start EXERCISE INPUT

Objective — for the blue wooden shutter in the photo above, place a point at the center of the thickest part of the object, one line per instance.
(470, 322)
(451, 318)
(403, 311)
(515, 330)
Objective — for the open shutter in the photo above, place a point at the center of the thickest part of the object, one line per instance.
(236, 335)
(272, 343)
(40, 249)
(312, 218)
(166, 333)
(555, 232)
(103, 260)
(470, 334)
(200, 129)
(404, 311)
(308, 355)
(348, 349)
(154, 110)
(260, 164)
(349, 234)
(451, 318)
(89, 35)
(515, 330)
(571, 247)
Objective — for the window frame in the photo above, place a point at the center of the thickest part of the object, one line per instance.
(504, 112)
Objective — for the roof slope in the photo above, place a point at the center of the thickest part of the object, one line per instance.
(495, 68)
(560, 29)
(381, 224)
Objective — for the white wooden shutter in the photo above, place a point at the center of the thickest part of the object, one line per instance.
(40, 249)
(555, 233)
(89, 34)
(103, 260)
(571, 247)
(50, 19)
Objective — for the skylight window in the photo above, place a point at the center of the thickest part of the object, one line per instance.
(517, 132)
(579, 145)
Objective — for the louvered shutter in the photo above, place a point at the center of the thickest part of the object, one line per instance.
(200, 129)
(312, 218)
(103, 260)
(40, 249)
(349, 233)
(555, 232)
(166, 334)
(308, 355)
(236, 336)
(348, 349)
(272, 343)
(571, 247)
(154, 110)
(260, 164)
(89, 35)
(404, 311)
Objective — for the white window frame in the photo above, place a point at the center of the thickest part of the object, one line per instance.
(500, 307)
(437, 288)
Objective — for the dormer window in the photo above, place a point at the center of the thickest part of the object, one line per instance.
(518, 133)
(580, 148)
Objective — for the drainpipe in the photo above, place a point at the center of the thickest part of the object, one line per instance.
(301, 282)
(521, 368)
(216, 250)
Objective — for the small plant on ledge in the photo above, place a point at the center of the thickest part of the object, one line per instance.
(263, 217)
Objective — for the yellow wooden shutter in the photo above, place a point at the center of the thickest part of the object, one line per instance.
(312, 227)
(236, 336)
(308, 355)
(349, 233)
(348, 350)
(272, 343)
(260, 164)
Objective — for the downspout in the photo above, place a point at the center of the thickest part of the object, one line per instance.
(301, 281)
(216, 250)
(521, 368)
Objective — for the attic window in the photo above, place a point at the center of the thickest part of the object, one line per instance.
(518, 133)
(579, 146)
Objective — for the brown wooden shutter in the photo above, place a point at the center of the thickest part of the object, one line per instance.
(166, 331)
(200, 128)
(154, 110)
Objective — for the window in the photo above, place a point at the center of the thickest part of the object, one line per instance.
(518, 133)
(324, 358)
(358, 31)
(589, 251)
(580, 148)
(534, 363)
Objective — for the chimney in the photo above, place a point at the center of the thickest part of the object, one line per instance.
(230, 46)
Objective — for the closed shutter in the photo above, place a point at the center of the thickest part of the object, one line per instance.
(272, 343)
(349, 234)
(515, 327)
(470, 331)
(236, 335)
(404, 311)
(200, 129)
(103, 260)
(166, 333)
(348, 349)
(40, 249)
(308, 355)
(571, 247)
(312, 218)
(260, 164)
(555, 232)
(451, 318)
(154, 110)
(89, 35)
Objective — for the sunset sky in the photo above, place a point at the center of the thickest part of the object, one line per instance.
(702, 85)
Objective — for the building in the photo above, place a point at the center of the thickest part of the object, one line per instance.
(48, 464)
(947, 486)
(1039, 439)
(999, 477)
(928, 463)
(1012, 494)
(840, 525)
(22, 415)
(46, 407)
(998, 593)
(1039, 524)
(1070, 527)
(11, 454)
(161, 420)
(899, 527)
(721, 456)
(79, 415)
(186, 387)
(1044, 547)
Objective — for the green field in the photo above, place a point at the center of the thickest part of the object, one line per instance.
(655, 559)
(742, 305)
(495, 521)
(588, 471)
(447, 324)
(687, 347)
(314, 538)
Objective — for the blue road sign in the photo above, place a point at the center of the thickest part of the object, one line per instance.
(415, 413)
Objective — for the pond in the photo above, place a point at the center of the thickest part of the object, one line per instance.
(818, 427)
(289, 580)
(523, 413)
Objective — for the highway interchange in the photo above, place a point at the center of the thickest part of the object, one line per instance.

end EXERCISE INPUT

**THE REQUEST**: Give every line of the entries above as a JSON list of strings, one string per line, with blank lines left out.

**FINAL ANSWER**:
[
  "Objective — for the blue wooden shutter in the photo above, place a point at the center of the thickest part of the object, one line per instance.",
  "(470, 322)",
  "(451, 318)",
  "(403, 311)",
  "(515, 330)",
  "Objective — for the open shutter in the photo above, place a point at the center of the thickest part of the object, one line per instance.",
  "(236, 335)",
  "(272, 343)",
  "(40, 249)",
  "(312, 218)",
  "(166, 333)",
  "(555, 232)",
  "(103, 260)",
  "(470, 334)",
  "(200, 129)",
  "(404, 311)",
  "(308, 355)",
  "(348, 349)",
  "(154, 110)",
  "(260, 164)",
  "(349, 234)",
  "(451, 318)",
  "(89, 35)",
  "(515, 330)",
  "(571, 247)",
  "Objective — for the window frame in the photo above, place a point at the center of the thickest part of the object, one line per instance.",
  "(504, 112)",
  "Objective — for the roof slope in the photo above, place a point at the center of the thickest part of the object, one line per instance.",
  "(495, 68)",
  "(560, 29)",
  "(381, 224)",
  "Objective — for the white wooden shutter in the photo above, place a point at the center of the thickest part of the object, one line per instance.",
  "(40, 249)",
  "(555, 233)",
  "(89, 34)",
  "(103, 260)",
  "(571, 247)",
  "(50, 19)",
  "Objective — for the skylight window in the photo above, place a point at the center of the thickest part of the object, one line per instance.",
  "(517, 132)",
  "(579, 145)",
  "Objective — for the louvered shutter in the photo above, place a point at the center of the thickest part of the object, one line per instance.",
  "(200, 129)",
  "(312, 218)",
  "(103, 260)",
  "(40, 249)",
  "(349, 233)",
  "(555, 232)",
  "(166, 334)",
  "(308, 355)",
  "(236, 336)",
  "(348, 349)",
  "(272, 343)",
  "(571, 247)",
  "(154, 110)",
  "(260, 164)",
  "(89, 35)",
  "(404, 311)",
  "Objective — for the white window frame in the photo above, place a point at the center of the thickest part of the object, one line per instance.",
  "(500, 307)",
  "(437, 288)",
  "Objective — for the dormer window in the photo above, place a point at the center of the thickest part of the object, one line per instance.",
  "(518, 133)",
  "(580, 148)",
  "Objective — for the drainpipe in the photo above, place a point at the center of the thickest part of the object, one line per instance.",
  "(301, 282)",
  "(521, 368)",
  "(216, 250)",
  "Objective — for the small plant on ledge in the photo above, place a point at the center of the thickest part of the object, one line per instance.",
  "(263, 217)",
  "Objective — for the yellow wooden shutter in the photo above, place a point at the center of the thickest part of the object, one line per instance.",
  "(312, 227)",
  "(236, 336)",
  "(308, 355)",
  "(349, 233)",
  "(348, 350)",
  "(272, 343)",
  "(260, 164)",
  "Objective — for the downspout in the photo above, place a point at the center of the thickest part of the object, one line per instance.",
  "(301, 281)",
  "(216, 250)",
  "(521, 368)",
  "Objective — for the attic window in the photo above, place a point at the center of the thickest part of the object, one line per instance.",
  "(518, 133)",
  "(579, 146)",
  "Objective — for the brown wooden shutter in the photo above, place a point at the center of the thickest part of the object, one line per instance.",
  "(166, 331)",
  "(200, 128)",
  "(154, 110)",
  "Objective — for the window in the photo above, place a point at the center of the thickest part of the object, one line per instance.",
  "(518, 133)",
  "(324, 358)",
  "(358, 31)",
  "(589, 251)",
  "(580, 148)",
  "(534, 363)",
  "Objective — for the chimney in the photo above, place a point at the center of the thickest part of the object, one line per instance.",
  "(230, 46)",
  "Objective — for the closed shutter in the photo above, place a point at the center of the thickest part of the object, one line per instance.",
  "(272, 343)",
  "(349, 234)",
  "(515, 327)",
  "(470, 331)",
  "(236, 335)",
  "(404, 311)",
  "(200, 129)",
  "(103, 260)",
  "(166, 333)",
  "(348, 349)",
  "(40, 249)",
  "(308, 355)",
  "(571, 247)",
  "(312, 218)",
  "(260, 164)",
  "(555, 232)",
  "(451, 318)",
  "(154, 110)",
  "(89, 35)",
  "Objective — for the sunset sky in the photo above, place a point at the center of the thickest part of the object, one line per instance.",
  "(702, 85)",
  "Objective — for the building in the photo above, place a point at the center of the thickest part of the object, one line per instance.",
  "(48, 464)",
  "(947, 486)",
  "(1039, 439)",
  "(999, 477)",
  "(928, 463)",
  "(1012, 494)",
  "(840, 525)",
  "(22, 415)",
  "(46, 407)",
  "(998, 593)",
  "(1039, 524)",
  "(1070, 527)",
  "(11, 454)",
  "(161, 420)",
  "(899, 527)",
  "(721, 456)",
  "(79, 415)",
  "(186, 387)",
  "(1044, 547)",
  "Objective — for the green field in the photo above, place a point at the center of the thickest part of the object, one line per instance.",
  "(655, 559)",
  "(742, 305)",
  "(495, 521)",
  "(588, 471)",
  "(447, 324)",
  "(687, 347)",
  "(314, 538)",
  "Objective — for the blue road sign in the photo above, place a point at the center of the thickest part of the object, one line per instance.",
  "(415, 413)",
  "Objective — for the pond in the photo above, place a point at the center of the thickest part of the object, one line per instance.",
  "(818, 427)",
  "(289, 580)",
  "(523, 413)",
  "Objective — for the highway interchange in the photo above, place a point at the center of the thickest part of the object, one line per instance."
]